**DATA TO USE**:
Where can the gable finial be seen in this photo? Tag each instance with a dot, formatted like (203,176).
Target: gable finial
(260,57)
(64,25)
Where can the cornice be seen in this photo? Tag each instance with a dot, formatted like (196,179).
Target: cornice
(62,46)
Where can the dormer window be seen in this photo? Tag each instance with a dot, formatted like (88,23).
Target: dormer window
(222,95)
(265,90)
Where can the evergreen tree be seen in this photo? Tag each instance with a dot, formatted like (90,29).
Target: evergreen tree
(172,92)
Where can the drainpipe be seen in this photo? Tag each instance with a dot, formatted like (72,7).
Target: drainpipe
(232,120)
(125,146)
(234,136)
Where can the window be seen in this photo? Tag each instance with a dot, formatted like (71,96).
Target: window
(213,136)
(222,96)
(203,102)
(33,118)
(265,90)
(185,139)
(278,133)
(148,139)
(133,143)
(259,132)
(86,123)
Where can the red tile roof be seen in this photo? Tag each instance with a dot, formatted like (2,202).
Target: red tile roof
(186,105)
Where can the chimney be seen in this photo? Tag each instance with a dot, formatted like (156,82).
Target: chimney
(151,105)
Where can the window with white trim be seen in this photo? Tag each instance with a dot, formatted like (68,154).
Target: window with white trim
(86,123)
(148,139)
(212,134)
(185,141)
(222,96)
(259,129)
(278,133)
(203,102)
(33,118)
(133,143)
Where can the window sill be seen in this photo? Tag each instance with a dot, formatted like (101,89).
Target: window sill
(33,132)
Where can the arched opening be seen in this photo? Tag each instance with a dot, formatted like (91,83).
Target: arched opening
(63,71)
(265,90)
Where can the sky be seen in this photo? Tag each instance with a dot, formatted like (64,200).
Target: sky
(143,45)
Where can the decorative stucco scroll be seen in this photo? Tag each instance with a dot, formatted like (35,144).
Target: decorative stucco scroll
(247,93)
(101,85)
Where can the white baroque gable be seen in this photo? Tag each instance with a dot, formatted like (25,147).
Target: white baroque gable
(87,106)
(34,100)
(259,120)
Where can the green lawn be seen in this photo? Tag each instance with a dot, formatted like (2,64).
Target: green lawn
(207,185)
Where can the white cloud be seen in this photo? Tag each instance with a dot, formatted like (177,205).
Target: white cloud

**EXERCISE**: The full set of entries should appear again, unchanged, line by line.

**TASK ANSWER**:
Where can the gable finial be seen in this photo? Tag each instance with a dot, formatted like (203,176).
Target: gable finial
(260,57)
(64,25)
Where can the cornice be seen in this photo? Tag each instance with a dot, formatted like (196,179).
Target: cornice
(62,46)
Where can the dormer window be seen in this photo? Tag each instance with a dot, formatted like (88,23).
Target: dormer window
(222,95)
(265,90)
Where can the evergreen tree be seen in this photo? Tag each instance with a dot, formatted like (90,29).
Target: evergreen tree
(172,92)
Where can the drainpipe be seen in this photo? Tag each instance with a dot, formatted like (72,7).
Target: drainpipe
(232,120)
(125,146)
(234,136)
Where can the window be seen in this photo? Tag each instance with a dot, formatted like (71,96).
Target: window
(213,136)
(222,96)
(203,102)
(33,118)
(265,90)
(185,139)
(278,133)
(148,139)
(133,143)
(259,132)
(86,123)
Where can the red tile roof be seen in this photo? Tag each instance with a dot, formatted like (2,202).
Target: red tile roof
(186,105)
Where can the chimney be seen in this photo? Tag each instance with a dot, formatted like (156,82).
Target: chimney
(151,105)
Where can the window with white trim be seen in this photo? Tag each instance with a dot, formatted like (68,154).
Target: window with white trim
(86,123)
(148,139)
(212,134)
(185,141)
(222,96)
(259,129)
(278,133)
(203,102)
(33,118)
(133,143)
Where can the window sill be seen in this photo? Tag each instance with a dot, formatted like (101,89).
Target: window sill
(33,132)
Where can the arched opening be seen in this photo? Tag each instance with a dot, formatted like (91,83).
Target: arched opening
(63,71)
(265,90)
Where can the sky be seen in this photo? Tag each instance with a dot, formatted like (64,200).
Target: sky
(143,45)
Where can the decorative stucco scroll be seen in this photo? Tag each instance with a dot, formatted like (35,144).
Target: decorative stucco scroll
(247,93)
(101,85)
Where can the white baroque gable be seen in this photo? Tag each instance with a dot, formatted like (25,147).
Target: white baroque gable
(87,106)
(34,100)
(259,120)
Where can the green lawn be seen in this photo? Tag each instance with a dot, formatted like (2,64).
Target: green lawn
(207,185)
Where can the white cloud be seen in this photo? Tag each instance with a dot, formatted like (177,205).
Target: white cloud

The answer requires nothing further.